Dernière mise à jour : 2 avr. 2023

EXTRAITS D'UN PROJET DE LETTRE D'ANTONIN ARTAUD À GEORGES LE BRETON JAMAIS ENVOYÉE :


Rodez, 7 mars 1946


(...en réponse à deux articles de celui-ci parus dans la revue FONTAINE n°44 et 45, été et octobre 1945, intitulés respectivement « La clé des Chimères : l'Alchimie » et « L'Alchimie dans AURÉLIA : les Mémorables »)


[…]

Je veux dire que la preuve du sens des sens des Chimères ne peut pas être faite par la Mythologie, l'alchimie, les tarots, la mystique, la dialectique ou la sémantique des psychurgies, mais uniquement par la diction. Tous les vers ont été écrits pour être entendus d'abord, concrétisés par le haut plein des voix, et ce n'est même pas que leur musique les éclaire et qu'ils puissent alors parler par les modulations simples du son, et son par son, car ce n'est que hors de la page imprimée ou écrite qu'un vers authentique peut prendre sens et il y faut l'espace du souffle entre la fuite de tous les mots. Les mots fuient de la page et s'élancent. Ils fuient du cœur du poète qui pousse leur force d'intraduisible assaut. Et qui ne les retient plus dans son sonnet que par le pouvoir de l'assonance, sonner dehors dans un costume identique mais sur une base d'inimitié. - Et cela les syllabes des vers, des vers si durs à enfanter des Chimères, le disent, mais à condition d'être de nouveau et à CHAQUE lecture, EXPECTORÉES. - Car c'est alors que leurs hiéroglyphes deviennent clairs. Que toutes clefs de leur soi-disant occultisme s'éteignent dans les replis rendus inutiles et néfastes de la matière du cerveau. Car ils ne sont hermétiques, ces vers, que pour qui n'a jamais pu supporter un poète et par haine de l'odeur de sa vie s'est réfugié dans le pur esprit.

[…]

Car Gérard de Nerval n'aurait pas souffert de la vie si la vie n'avait été mise en symboles, découpée en homonculi d'astral dans des marmites, et si ces symboles et allégories d'êtres, par le RITUEL de l'alchimie désespérés et refoulés, n'avaient d'autre part été mis hors semences, hors cette graine de tumeurs et semences qui dans la vie réelle aboutit à la syphilis ou à la peste, au suicide ou à la folie.

[…]

Je n'ai jamais pu supporter qu'on tripote les vers d'un grand poète du point de vue de la sémantique, de l'histoire, de l'archéologie ou de la mythologie -

les vers ne s'expliquent pas,

mais en ce qui concerne Gérard de Nerval et surtout les poèmes des Chimères cela me paraît un péché capital.

### Données extraites
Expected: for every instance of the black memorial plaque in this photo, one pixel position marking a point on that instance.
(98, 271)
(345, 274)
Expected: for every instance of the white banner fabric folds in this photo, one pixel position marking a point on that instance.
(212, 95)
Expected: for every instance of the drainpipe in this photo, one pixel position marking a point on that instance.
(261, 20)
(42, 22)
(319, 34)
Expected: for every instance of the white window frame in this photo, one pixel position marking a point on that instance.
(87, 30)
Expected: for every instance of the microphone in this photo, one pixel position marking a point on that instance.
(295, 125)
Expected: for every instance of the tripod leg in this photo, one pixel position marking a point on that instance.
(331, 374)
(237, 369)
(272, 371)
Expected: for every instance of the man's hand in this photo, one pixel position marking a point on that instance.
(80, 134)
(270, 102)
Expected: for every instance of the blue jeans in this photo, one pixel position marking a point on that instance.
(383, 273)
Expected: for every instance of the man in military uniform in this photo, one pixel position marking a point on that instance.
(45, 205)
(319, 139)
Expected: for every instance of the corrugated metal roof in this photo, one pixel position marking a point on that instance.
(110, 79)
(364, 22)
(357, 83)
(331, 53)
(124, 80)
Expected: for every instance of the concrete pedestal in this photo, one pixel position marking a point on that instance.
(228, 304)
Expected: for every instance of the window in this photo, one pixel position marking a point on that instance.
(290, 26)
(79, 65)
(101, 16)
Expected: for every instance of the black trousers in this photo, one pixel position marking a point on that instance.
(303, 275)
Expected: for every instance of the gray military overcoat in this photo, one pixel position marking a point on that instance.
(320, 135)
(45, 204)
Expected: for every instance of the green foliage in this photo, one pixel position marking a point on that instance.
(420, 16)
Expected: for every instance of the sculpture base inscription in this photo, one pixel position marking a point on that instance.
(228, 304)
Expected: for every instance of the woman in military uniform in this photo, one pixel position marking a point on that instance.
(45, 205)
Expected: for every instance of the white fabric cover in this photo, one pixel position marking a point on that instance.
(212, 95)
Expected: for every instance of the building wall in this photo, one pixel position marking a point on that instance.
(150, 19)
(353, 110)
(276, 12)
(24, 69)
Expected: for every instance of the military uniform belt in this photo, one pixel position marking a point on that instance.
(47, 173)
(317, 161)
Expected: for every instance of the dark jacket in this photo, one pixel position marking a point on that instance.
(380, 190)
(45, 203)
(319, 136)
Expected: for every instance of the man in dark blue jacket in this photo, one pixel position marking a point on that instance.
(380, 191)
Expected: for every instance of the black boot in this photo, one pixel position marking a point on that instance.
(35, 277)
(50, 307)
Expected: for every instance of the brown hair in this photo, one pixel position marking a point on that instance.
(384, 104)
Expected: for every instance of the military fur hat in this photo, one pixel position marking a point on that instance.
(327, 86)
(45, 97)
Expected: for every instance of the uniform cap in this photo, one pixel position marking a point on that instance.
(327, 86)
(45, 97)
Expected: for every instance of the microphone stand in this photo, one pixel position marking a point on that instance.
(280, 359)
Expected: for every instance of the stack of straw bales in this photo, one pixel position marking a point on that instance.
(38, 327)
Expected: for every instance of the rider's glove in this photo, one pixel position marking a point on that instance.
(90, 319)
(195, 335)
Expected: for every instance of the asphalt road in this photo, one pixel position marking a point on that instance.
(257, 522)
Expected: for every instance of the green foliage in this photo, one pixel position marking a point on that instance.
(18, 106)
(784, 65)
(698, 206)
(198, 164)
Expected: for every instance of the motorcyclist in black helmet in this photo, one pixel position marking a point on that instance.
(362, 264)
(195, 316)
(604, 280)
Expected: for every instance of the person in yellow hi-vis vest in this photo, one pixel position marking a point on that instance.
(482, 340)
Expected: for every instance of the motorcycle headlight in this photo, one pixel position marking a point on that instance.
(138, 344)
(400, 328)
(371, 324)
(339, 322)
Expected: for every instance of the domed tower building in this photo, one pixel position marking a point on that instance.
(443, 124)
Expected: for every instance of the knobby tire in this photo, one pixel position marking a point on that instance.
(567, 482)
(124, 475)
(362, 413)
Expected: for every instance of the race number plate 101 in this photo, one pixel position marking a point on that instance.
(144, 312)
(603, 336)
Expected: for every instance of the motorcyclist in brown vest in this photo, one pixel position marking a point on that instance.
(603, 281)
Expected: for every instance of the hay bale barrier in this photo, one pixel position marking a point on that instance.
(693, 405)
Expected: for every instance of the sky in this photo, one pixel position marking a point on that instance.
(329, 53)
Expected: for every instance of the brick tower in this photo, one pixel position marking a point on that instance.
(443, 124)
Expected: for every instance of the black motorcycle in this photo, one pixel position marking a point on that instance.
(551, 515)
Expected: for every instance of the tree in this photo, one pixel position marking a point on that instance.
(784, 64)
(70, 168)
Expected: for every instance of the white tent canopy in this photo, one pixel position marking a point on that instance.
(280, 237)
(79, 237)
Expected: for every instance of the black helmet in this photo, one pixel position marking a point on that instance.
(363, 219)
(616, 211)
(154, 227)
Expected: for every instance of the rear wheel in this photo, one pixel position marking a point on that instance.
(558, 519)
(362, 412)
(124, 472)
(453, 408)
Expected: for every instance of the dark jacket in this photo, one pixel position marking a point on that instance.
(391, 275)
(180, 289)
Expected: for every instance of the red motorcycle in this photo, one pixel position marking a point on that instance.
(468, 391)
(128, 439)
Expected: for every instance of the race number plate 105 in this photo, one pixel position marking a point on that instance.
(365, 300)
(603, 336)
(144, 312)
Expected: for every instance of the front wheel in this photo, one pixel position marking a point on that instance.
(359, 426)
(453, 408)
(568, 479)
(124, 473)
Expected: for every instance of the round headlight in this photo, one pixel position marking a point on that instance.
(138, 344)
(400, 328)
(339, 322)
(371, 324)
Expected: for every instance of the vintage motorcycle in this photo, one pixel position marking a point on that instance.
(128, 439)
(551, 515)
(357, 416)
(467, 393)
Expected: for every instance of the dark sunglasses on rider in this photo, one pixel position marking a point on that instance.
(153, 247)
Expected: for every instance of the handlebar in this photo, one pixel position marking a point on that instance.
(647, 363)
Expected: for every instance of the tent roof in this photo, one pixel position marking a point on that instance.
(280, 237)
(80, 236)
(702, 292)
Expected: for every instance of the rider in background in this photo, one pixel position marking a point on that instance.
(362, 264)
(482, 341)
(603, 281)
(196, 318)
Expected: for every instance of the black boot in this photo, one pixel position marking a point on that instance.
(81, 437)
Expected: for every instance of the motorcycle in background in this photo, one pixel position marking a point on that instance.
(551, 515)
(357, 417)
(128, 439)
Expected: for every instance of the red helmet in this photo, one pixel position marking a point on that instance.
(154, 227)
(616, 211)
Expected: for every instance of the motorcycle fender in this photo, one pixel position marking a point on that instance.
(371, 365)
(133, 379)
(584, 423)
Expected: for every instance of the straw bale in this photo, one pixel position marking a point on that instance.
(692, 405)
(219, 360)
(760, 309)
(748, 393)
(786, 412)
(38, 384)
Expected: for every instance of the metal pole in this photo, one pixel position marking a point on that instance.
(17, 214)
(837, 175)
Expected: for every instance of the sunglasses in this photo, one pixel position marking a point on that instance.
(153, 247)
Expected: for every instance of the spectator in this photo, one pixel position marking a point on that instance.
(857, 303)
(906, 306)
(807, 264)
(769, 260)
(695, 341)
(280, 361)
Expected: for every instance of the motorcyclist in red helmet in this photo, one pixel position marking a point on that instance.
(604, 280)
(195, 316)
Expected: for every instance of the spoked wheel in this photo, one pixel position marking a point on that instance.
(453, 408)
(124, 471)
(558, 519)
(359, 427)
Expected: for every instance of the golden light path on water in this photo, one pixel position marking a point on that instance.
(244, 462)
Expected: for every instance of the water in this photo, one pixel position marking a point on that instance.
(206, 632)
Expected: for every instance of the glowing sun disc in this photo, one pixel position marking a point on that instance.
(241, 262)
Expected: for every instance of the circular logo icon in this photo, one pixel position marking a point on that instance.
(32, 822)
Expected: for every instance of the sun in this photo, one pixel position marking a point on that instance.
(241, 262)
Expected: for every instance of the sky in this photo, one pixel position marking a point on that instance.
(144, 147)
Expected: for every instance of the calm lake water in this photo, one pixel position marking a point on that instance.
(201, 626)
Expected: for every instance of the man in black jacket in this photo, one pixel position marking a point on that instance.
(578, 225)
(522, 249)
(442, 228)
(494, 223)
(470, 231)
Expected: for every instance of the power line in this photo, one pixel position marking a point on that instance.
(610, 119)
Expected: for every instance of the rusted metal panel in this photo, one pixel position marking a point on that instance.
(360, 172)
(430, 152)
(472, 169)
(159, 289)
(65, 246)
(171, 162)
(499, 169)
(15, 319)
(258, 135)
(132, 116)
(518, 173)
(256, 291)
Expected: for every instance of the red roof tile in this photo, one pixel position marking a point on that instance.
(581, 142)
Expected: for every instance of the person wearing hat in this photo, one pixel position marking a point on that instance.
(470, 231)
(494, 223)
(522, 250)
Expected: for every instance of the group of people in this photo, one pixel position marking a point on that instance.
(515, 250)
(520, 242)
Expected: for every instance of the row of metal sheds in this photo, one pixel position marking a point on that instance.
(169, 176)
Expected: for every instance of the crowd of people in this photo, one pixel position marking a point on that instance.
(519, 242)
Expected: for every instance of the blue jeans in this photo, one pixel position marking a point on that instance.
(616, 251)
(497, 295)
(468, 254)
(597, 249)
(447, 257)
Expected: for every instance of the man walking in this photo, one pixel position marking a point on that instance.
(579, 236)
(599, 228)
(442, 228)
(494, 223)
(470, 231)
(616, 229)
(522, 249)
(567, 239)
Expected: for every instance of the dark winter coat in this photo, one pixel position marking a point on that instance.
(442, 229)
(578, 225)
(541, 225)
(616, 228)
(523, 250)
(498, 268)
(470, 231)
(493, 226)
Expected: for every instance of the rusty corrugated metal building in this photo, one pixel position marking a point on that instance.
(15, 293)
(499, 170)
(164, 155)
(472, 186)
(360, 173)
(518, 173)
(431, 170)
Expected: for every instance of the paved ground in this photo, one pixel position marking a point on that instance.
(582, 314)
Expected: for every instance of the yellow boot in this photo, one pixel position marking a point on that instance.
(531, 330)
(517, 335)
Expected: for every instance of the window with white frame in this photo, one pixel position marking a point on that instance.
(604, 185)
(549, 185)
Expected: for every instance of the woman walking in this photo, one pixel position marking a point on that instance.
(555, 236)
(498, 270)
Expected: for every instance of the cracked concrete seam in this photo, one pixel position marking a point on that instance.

### Exercices proposés
1. Résumez sous forme de liste le paragraphe de l'extrait qui commence par « Je veux dire que la preuve », en conservant ses idées principales.
2. Recopiez mot pour mot le passage de l'extrait qui s'ouvre sur les mots comprenant « Car Gérard de » et se termine par « un péché capital. ».

### Réponses fournies
1.
- La preuve du sens des Chimères ne peut être apportée ni par la mythologie, l'alchimie, les tarots, la mystique, la dialectique ou la sémantique des psychurgies. Seule la diction le permet.
- Tous les vers ont été écrits pour être entendus d'abord, portés par la voix.
- Un vers authentique ne prend sens qu'hors de la page imprimée ou écrite, avec l'espace du souffle entre les mots.
- Les mots fuient la page et le cœur du poète, qui ne les retient plus dans son sonnet que par le pouvoir de l'assonance.
- Les syllabes des vers le disent, mais à condition d'être expectorées à chaque lecture.
- Leurs hiéroglyphes deviennent alors clairs, et les clefs de leur prétendu occultisme s'éteignent.
- Ces vers ne sont hermétiques que pour qui n'a jamais pu supporter un poète et s'est réfugié dans le pur esprit.

2.
Car Gérard de Nerval n'aurait pas souffert de la vie si la vie n'avait été mise en symboles, découpée en homonculi d'astral dans des marmites, et si ces symboles et allégories d'êtres, par le RITUEL de l'alchimie désespérés et refoulés, n'avaient d'autre part été mis hors semences, hors cette graine de tumeurs et semences qui dans la vie réelle aboutit à la syphilis ou à la peste, au suicide ou à la folie.

[…]

Je n'ai jamais pu supporter qu'on tripote les vers d'un grand poète du point de vue de la sémantique, de l'histoire, de l'archéologie ou de la mythologie -

les vers ne s'expliquent pas,

mais en ce qui concerne Gérard de Nerval et surtout les poèmes des Chimères cela me paraît un péché capital.